[BRIEF] It would help if you retyped the data exactly, leaving out the pictures.

[Source records]
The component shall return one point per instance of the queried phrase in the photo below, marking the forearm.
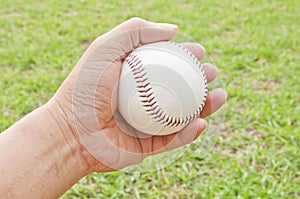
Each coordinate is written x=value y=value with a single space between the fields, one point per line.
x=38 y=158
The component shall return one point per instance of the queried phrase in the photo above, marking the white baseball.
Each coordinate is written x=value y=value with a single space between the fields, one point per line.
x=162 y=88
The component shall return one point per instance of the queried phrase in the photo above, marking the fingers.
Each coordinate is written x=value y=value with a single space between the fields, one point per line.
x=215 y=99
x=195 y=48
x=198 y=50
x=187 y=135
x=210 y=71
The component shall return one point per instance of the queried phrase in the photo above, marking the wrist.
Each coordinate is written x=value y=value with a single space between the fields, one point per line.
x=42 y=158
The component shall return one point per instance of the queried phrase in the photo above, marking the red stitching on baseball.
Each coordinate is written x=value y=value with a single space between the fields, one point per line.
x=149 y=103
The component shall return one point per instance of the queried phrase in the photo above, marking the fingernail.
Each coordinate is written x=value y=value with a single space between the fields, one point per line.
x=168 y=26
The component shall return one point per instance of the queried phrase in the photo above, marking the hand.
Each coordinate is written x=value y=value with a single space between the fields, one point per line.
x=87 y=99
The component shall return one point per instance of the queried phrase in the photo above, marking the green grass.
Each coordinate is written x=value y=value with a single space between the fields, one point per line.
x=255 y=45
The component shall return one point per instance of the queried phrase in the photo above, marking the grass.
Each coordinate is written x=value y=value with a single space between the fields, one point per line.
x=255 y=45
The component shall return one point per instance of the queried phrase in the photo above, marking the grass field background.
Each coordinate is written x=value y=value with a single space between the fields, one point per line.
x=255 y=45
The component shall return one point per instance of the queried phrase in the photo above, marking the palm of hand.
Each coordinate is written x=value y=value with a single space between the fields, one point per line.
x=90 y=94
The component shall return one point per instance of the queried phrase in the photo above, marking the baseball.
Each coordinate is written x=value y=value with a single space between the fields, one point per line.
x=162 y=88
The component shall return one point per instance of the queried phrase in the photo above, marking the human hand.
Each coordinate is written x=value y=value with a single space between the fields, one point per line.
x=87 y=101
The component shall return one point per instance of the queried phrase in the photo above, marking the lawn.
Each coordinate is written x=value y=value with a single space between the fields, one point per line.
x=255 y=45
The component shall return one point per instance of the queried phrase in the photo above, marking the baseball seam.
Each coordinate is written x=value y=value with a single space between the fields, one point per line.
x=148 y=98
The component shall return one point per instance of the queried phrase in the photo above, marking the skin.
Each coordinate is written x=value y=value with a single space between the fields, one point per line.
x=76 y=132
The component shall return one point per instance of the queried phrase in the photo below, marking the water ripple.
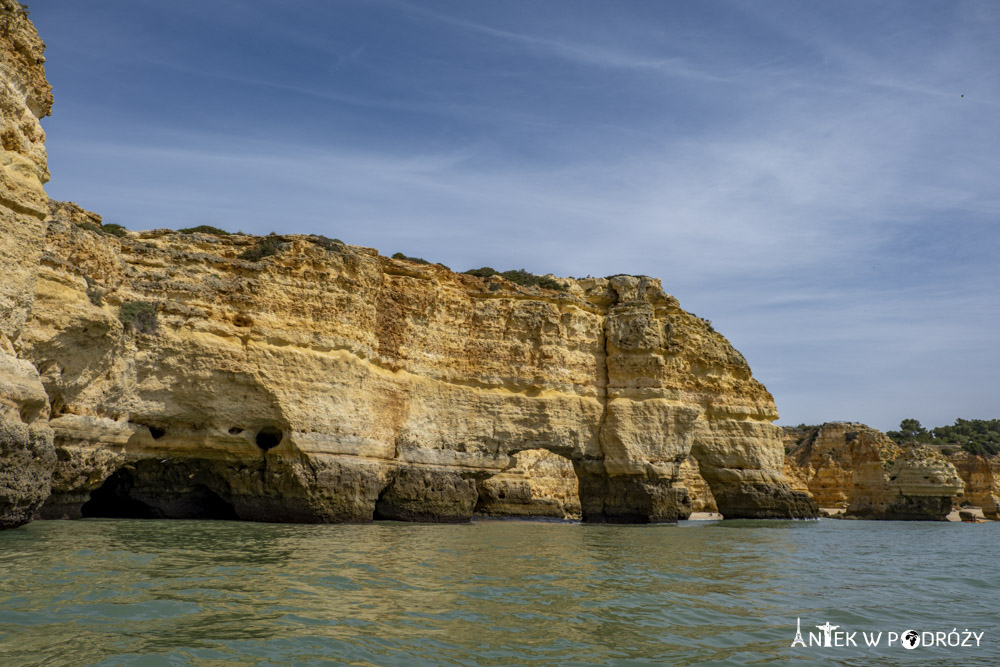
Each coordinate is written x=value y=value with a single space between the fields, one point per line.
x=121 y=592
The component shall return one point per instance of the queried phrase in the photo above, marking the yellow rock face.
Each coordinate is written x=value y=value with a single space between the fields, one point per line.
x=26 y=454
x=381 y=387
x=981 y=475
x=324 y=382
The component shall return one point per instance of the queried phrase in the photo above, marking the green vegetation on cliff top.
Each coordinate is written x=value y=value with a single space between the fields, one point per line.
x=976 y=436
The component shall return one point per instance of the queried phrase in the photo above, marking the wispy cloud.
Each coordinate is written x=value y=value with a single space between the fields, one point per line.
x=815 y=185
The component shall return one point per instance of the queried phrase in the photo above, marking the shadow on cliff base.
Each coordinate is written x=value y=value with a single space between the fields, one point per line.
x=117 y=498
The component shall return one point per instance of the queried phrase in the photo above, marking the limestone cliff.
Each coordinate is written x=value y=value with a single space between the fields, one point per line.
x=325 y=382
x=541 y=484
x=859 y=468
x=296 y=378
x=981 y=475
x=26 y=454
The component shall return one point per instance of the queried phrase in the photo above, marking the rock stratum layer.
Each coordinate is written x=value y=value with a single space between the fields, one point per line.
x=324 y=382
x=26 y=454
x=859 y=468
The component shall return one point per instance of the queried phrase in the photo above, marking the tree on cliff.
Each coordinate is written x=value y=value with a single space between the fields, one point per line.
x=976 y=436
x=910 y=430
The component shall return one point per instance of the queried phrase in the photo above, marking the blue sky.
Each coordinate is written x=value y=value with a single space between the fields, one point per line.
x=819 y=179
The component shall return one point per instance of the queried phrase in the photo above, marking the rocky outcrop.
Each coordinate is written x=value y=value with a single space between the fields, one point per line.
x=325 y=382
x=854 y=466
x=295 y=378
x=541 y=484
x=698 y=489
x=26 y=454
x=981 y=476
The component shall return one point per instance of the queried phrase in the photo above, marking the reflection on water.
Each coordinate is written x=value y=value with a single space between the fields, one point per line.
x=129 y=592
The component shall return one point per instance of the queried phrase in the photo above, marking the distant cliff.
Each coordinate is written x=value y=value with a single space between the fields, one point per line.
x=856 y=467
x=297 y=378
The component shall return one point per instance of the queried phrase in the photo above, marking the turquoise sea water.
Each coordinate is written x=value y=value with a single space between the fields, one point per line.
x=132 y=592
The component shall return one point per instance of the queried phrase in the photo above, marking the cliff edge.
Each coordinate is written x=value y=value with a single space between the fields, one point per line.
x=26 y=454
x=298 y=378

[TASK SOLUTION]
The component shall return one point per instance of the queried phrase in the photo below, marking the forearm.
Each coordinate is written x=value y=value with a single space between the fields, one point per line.
x=38 y=158
The component shall return one point per instance of the queried phrase in the photo above, marking the white baseball.
Each coordinate is written x=value y=value with a single space between the fields, one point per line.
x=162 y=88
The component shall return one point per instance of the queried phrase in the photo above, marking the fingers.
Each coordinate is written x=value y=value with a single space between the fields, one point per line.
x=215 y=99
x=195 y=48
x=198 y=50
x=187 y=135
x=210 y=71
The component shall return one point per instance of the queried phrase in the photo above, marking the wrist.
Each coordinate is written x=value y=value with a single space between the fields, one point per line.
x=42 y=158
The component shall return one point per instance of the queried phrase in the photo above, marking the red stitching on baseball.
Each coordinate is written x=value y=value with a single space between the fields, one point per line.
x=149 y=103
The component shall return one point per instance of the queried phrase in the photo above, marking the fingernail.
Each coordinate is written x=value y=value with a single space between the fields, one point per line.
x=168 y=26
The component shall return one point per instance of the queried phrase in the photo above, marking the hand.
Each coordinate is written x=value y=value with a single space between the fields, one point per line.
x=87 y=99
The component shall return one point per instance of the queried phrase in the photo above, marking the green grass.
Each coordinate is written x=value y=value with a single space between the fields, one point per line.
x=255 y=45
The component shall return one point per instance of the queried phrase in the photo above, marking the grass.
Each coordinate is written x=value y=value with a single space between the fields, one point per line.
x=255 y=45
The component shall return one point per instance of the queried phrase in the photo above, marking the grass field background.
Each coordinate is written x=value y=value with a single space between the fields, one point per line.
x=255 y=45
The component shall return one point per instance of the queried phrase in the photo above, marking the palm of hand.
Each coordinate is written x=value y=value with a single space between the fields, one point per line.
x=90 y=94
The component shall return one point per instance of the queried phrase in the photo above, marking the baseball.
Each coordinate is written x=value y=value with a single space between the fields, one point per line.
x=162 y=88
The component shall return one point per instance of the queried phrase in the photo above, marking the human hand.
Each coordinate is written x=value y=value with a single space between the fields, one point per line.
x=87 y=101
The component shall return one point per instance of the queried phrase in the photo above, marking the lawn.
Each coordinate is written x=value y=value with a single space between the fields, one point per line.
x=255 y=45
The component shall return one point per instance of the queried phrase in the photo above, marking the baseball seam.
Each coordinate is written x=value y=value with a single space between the fields, one point per line.
x=148 y=98
The component shall return one point per instance of the queried phrase in the photo above, marking the skin.
Each coordinate is written x=value y=value with a single space between the fields, one point per line.
x=76 y=132
The component shall return one point per instance of the queried phrase in the photo below, marking the water ripple.
Each coordinate is written x=value y=value with a single space between the fields, one point per line.
x=121 y=592
The component shall return one point per instance of the queried phrase in the photo above, marking the yellow rock face.
Each coordinate is written x=value y=value with a single space between the fields, one point per line.
x=26 y=454
x=381 y=387
x=981 y=475
x=324 y=382
The component shall return one point per instance of the queried phrase in the photo above, marking the green vegetation on cliff top.
Each coordinate is written x=value y=value with a single space between the fields, one point per line.
x=976 y=436
The component shall return one point per instance of the queried phrase in the photo above, marking the wispy cloud.
Each coordinate is written x=value y=value with a single space between the fields, one point per line.
x=815 y=185
The component shall return one point per instance of the queried phrase in the photo above, marking the shadow on cliff base.
Each coordinate is written x=value y=value with a single space between the fields, one point per line.
x=117 y=498
The component shall return one point per instance of the queried phrase in the photo above, marking the limestone cliff.
Each coordinate is written x=value y=value with a single space between the fields, one point per line.
x=325 y=382
x=541 y=484
x=859 y=468
x=296 y=378
x=981 y=475
x=26 y=454
The component shall return one point per instance of the queried phrase in the photo above, marking the rock stratum layer.
Each coordinate is written x=value y=value with a single space between the fields, one point per line.
x=324 y=382
x=26 y=454
x=859 y=468
The component shall return one point per instance of the queried phrase in the photo above, marking the tree on cliff.
Each coordinate is written x=value y=value with a single space between the fields, one point per line.
x=976 y=436
x=910 y=430
The component shall return one point per instance of the queried phrase in the photo above, marking the blue sky.
Each coordinate is written x=value y=value with a single space between the fields, one point per line.
x=819 y=179
The component shall return one point per instance of the queried phrase in the photo above, marking the rocky outcrop.
Each coordinate is written x=value y=value with a single space between the fields, one point per line.
x=325 y=382
x=854 y=466
x=295 y=378
x=541 y=484
x=698 y=489
x=26 y=454
x=981 y=476
The component shall return one point per instance of the queried phrase in the photo above, marking the reflection on water.
Each coordinate is written x=value y=value with a single space between the fields, one point per line.
x=129 y=592
The component shall return one point per instance of the queried phrase in the photo above, marking the distant cliff.
Each coordinate is written x=value y=value with a single space between the fields, one point per line.
x=856 y=467
x=297 y=378
The component shall return one point per instance of the queried phrase in the photo above, marking the turquoise sea water.
Each coordinate is written x=value y=value with a single space between the fields, one point per line.
x=132 y=592
The component shall return one point per instance of the queried phrase in the photo above, marking the cliff edge.
Each coordinate is written x=value y=value with a single space between the fields, one point per line.
x=26 y=454
x=298 y=378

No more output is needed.